→ **課題の目的**
フリーランスの年収と税負担についての文章を、最後の一文の後から書き進めてください。

→ **読解文**
一方で、フリーランスにとってコスパのよい年収の金額帯が600万円前後と言われていることをご存じでしょうか。

所得税や住民税は所得が上がるほど税率も高くなり、納める税金額も多くなっていきます。(参照:No.2260 所得税の税率|国税庁

一方、国民年金保険料は収入額によらず一律(2023年度は年額198,240円)であるため、年収の低い人にとっては負担額の比率が高くなります。所得税率も、年収約200万円以下だと5%と、低く設定されていますが、生活していく上では少し厳しい金額であると言えます。

その点、年収600万円前後ですと所得税率は課税所得195万円~330万円未満が対象の10%が適用となり、かつ控除額が一律97,500円となります。

年収700万円だと所得税率20%の対象となる課税所得330万円以上となってしまう可能性があり、結果として手取りの面では不利になってしまうことがあるというわけです。

また、年収600万円ほどですと、各種控除や手当が追加される場合があるので、こちらも考慮が必要です。児童手当の所得制限が2022年10月から廃止されたことは記憶に新しいかと思いますが、それ以外に例えば文部科学省の「高等学校等就学支援金制度」や、マイホーム購入者を対象とした「すまい給付金」などは収入の条件が設けられています。

→ **演習データ**

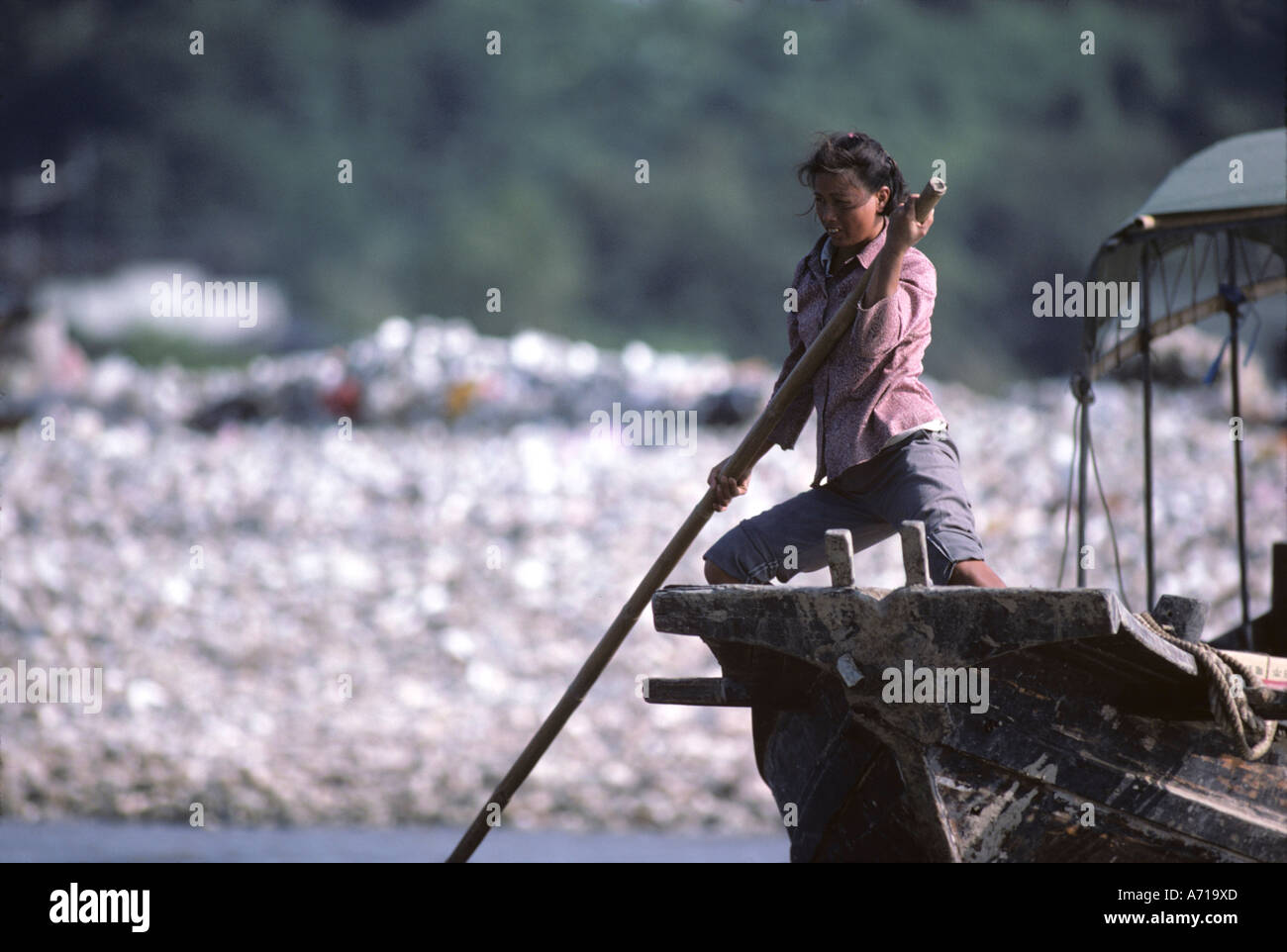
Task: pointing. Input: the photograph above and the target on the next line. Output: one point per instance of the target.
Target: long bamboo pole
(739, 466)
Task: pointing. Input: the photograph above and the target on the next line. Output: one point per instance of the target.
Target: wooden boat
(1094, 738)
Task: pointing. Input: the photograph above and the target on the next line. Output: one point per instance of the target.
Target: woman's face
(848, 213)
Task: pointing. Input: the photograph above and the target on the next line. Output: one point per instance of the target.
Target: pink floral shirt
(869, 389)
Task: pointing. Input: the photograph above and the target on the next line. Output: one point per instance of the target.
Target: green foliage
(518, 171)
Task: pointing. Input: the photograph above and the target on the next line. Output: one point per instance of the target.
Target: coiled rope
(1228, 682)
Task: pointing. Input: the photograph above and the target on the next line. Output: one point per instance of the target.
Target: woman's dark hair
(857, 157)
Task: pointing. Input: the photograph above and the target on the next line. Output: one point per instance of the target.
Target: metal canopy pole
(1145, 342)
(1234, 297)
(1081, 390)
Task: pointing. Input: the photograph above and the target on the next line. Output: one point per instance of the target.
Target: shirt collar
(865, 257)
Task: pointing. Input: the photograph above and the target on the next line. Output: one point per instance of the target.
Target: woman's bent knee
(719, 577)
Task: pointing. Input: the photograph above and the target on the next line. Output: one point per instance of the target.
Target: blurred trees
(518, 171)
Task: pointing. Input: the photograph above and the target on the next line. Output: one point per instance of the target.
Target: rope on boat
(1228, 681)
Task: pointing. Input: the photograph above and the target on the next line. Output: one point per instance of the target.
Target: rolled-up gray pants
(918, 477)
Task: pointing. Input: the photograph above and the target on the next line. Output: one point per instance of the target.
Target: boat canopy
(1236, 188)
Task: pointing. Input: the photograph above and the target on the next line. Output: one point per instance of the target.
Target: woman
(882, 440)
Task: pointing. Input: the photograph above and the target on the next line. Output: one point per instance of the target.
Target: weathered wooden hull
(1097, 742)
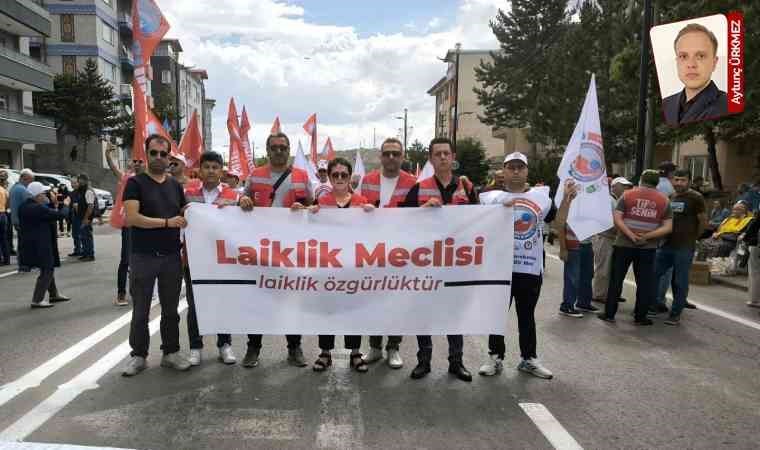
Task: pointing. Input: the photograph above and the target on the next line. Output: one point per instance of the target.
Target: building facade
(448, 93)
(24, 24)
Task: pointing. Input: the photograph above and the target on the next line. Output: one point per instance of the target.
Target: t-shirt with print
(623, 241)
(686, 210)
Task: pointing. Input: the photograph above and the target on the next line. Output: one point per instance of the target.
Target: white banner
(391, 271)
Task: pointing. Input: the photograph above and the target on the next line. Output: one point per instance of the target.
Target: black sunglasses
(155, 153)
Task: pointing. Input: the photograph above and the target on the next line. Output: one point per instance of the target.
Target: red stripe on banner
(735, 62)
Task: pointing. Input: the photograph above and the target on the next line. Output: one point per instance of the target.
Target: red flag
(328, 152)
(149, 26)
(238, 160)
(311, 129)
(191, 144)
(245, 127)
(276, 126)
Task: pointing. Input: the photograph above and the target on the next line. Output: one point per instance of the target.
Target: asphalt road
(615, 386)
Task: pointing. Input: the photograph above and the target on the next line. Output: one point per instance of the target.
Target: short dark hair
(212, 157)
(156, 137)
(697, 28)
(340, 162)
(277, 136)
(682, 173)
(440, 140)
(392, 141)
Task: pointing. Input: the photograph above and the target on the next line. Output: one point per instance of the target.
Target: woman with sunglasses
(339, 172)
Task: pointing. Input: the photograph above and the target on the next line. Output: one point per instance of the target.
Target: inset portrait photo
(692, 68)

→ **記述解答**
さらに、上述した個人事業税に関しては、年間の事業所得が290万円未満ですと非課税となりますので、経費や減価償却費(設備投資など)でできるだけ調整を行い、年間所得が290万円以上にならないよう工夫をするのも一つの手段です。

フリーランスが手取りを増やす方法

フリーランスが手取りを増やす方法を5つ、ご紹介します。

スキルを磨いて収入を増やす

上述した通り、低い税率や非課税になることを目的に節税対策を行うことは有効ではありますが、節税や手当のために収入金額自体を下げてしまうようでは本末転倒です。

それよりは、納税額は高くとも多く稼いで手元に残るお金を増やした方が建設的です。

手取り額を増やすため、スキルを磨いて自身の市場価値を高める努力につなげましょう。

以下は、スキル向上により手取り額アップとなりやすい事例です。

①    単価アップ:提供する商品やサービスの質を上げて単価をアップする。同じ価格帯や似た商品・サービスを提供する他業者との競争で差別化を図り売上増加につなげる。

② マーケティング:SNSやブログなどを活用し自分のスキルや実績をわかりやすく伝えるため情報発信を行い、マーケティングを強化。ポートフォリオやウェブサイトの整備も有効です。

③ 顧客拡大:質の良い商品やサービスを納品し既存顧客との信頼関係を深め、リピート案件を増やす。また、ネットワーキングやコミュニティ参加などを通じて新しい人脈を作り出し、新規の仕事を獲得する機会を増やす。これらによる顧客拡大の狙い売上アップにつなげる。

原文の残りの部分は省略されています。